#### [List of tasks]
• A. Rewrite the song article from "- Composers: Prince;" up to and including "of The Time.", replacing "groove" with "musical idea".
• B. Carry on the song article about "Partyup" from its final sentence.

#### [Document passage]
Song by Prince

from the album Dirty Mind
- Released: October 8, 1980
- Recorded: May–June 1980
- Genre: Funk-rock; post-disco;
- Length: 4:24
- Label: Warner Bros.
- Composers: Prince; Morris Day;
- Lyricist: Prince
- Producer: Prince

= Partyup =

1980 song by Prince

"Partyup" is a song performed by Prince on his 1980 album, Dirty Mind. It was based on a groove that had been created by his friend Morris Day, who would eventually become the lead singer of The Time.

==Background==
In a rare February 1981 interview with NME, Prince described the inspiration behind the track:

I was in a lot of different situations when I was coming up to make that record...A lot of anger came up through the songs. It was kind of a rough time. There were a few anti-draft demonstrations going or that I was involved in that spurred me to write "Partyup." Really, that song is just about people who'd rather have a good time than go and shoot up one another. That's all - it's pretty basic. I just seem to read about a lot of politicians who're all going to die soon and I guess they want to go out heavy, because they're prepared to make a few mistakes and end up starting a war that they don't have to go out and fight. I just think the people should have a little more to say in some of these foreign matters. I don't want to have to go out and die for their mistakes.

The origins of the track musically can be traced back to a groove that had been created by one of his friends, Morris Day, who had returned to Minneapolis after brief stints living in Maryland and California. The bass guitar riff and drum track had already been completed by Day before Prince overheard the groove. Morris would further elaborate on the collaboration between the two:

He knew I was back in town. We started hanging out again. I started playing drums on a lot of tracks. We were jamming a lot, writing stuff together. He told me, "You can use my studio to put your own thing together." Well, the first thing that I started to cut was "Partyup." It was a lot slower and funkier, but he liked it and he wanted it. It was just a bass and drum track at that point, but he wanted it. So he said, "I’ll offer you money, or I’ll help you get your record deal." I said, "I’ll take the record deal."

#### [Recorded information]
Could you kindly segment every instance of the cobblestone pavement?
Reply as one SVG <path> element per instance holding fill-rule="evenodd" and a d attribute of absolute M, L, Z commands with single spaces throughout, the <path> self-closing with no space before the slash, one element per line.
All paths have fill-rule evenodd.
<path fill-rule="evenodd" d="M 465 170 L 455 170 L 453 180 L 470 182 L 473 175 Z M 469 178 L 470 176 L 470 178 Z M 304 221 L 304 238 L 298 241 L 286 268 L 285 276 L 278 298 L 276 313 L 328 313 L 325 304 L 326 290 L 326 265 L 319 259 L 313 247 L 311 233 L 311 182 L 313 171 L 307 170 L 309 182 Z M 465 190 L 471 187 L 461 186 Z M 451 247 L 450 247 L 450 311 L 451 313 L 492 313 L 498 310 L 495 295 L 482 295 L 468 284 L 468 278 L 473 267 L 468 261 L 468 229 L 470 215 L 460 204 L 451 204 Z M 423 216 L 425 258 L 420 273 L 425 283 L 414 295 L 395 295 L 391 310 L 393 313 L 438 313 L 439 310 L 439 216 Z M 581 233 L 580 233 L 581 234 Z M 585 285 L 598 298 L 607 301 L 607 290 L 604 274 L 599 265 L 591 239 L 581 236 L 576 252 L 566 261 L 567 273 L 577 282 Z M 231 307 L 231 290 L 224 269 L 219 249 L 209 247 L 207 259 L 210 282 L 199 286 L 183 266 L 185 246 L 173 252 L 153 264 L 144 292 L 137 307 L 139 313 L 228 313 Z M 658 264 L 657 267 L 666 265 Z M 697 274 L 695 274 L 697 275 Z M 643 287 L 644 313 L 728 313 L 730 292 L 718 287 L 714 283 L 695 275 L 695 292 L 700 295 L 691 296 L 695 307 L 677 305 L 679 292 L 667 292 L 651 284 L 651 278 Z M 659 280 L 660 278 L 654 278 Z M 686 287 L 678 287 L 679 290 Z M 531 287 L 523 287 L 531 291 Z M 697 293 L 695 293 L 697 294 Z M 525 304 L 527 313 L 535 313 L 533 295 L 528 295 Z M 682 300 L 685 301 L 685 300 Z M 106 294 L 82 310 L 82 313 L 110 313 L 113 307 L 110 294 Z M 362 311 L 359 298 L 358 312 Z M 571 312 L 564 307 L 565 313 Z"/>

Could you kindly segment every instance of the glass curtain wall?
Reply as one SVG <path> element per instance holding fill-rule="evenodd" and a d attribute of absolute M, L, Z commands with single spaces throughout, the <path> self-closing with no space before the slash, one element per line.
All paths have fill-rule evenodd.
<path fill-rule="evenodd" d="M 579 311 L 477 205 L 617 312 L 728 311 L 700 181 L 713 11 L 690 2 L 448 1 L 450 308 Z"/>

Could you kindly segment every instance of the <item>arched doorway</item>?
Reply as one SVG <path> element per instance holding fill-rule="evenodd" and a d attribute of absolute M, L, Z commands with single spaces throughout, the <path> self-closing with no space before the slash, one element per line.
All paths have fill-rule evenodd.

#### [Answers to the exercises]
• A.
- Composers: Prince; Morris Day;
- Lyricist: Prince
- Producer: Prince

= Partyup =

1980 song by Prince

"Partyup" is a song performed by Prince on his 1980 album, Dirty Mind. It was based on a musical idea that had been created by his friend Morris Day, who would eventually become the lead singer of The Time.

• B.
This deal would ultimately result in Prince being credited as the sole writer of "Partyup" on initial releases, as well as the creation of The Time, with Day placed as lead singer of the group. However, despite this unforgettable opportunity, Day also recalled not liking what Prince did to the track, which was entirely re-recorded by Prince:

You know what? I didn't like it as much as the direction I was going in. He kind of took it to a funk-rock kind of thing. That's when he was in his whole Dirty Mind state of mind. My approach was a lot funkier. I was a funkateer back then; I didn't want to hear anything if it wasn't funky.

==SNL performance==
On February 21, 1981, Prince and his backing band performed "Partyup" in an appearance on Saturday Night Live during the show's infamous 1980–1981 season. The performance was Prince's first on the show, and one of the first performances that he had ever done on live television. In the performance, he managed to sing the song's original lyrics, which included "Fightin' war is such a fuckin' bore, party up". This led to some confusion as to whether or not he had actually said "fuck" on live television, with censor William Clotworthy shrugging it off as Prince saying "friggin.

That same night, SNL star Charles Rocket also used the expletive at the end of the show, albeit more prominently, soon resulting in him and then-executive producer Jean Doumanian getting fired, and causing one of the first major Saturday Night Live controversies.

==Personnel==
Credits sourced from Benoit Clerc, Guitarcloud and Prince Vault. [9]

- Prince – lead and backing vocals, electric guitars, Yamaha CP-70 electric grand piano, Oberheim OB-X, bass guitar, drums, tambourine, handclaps
- Lisa Coleman - keyboards and backing vocals (uncredited)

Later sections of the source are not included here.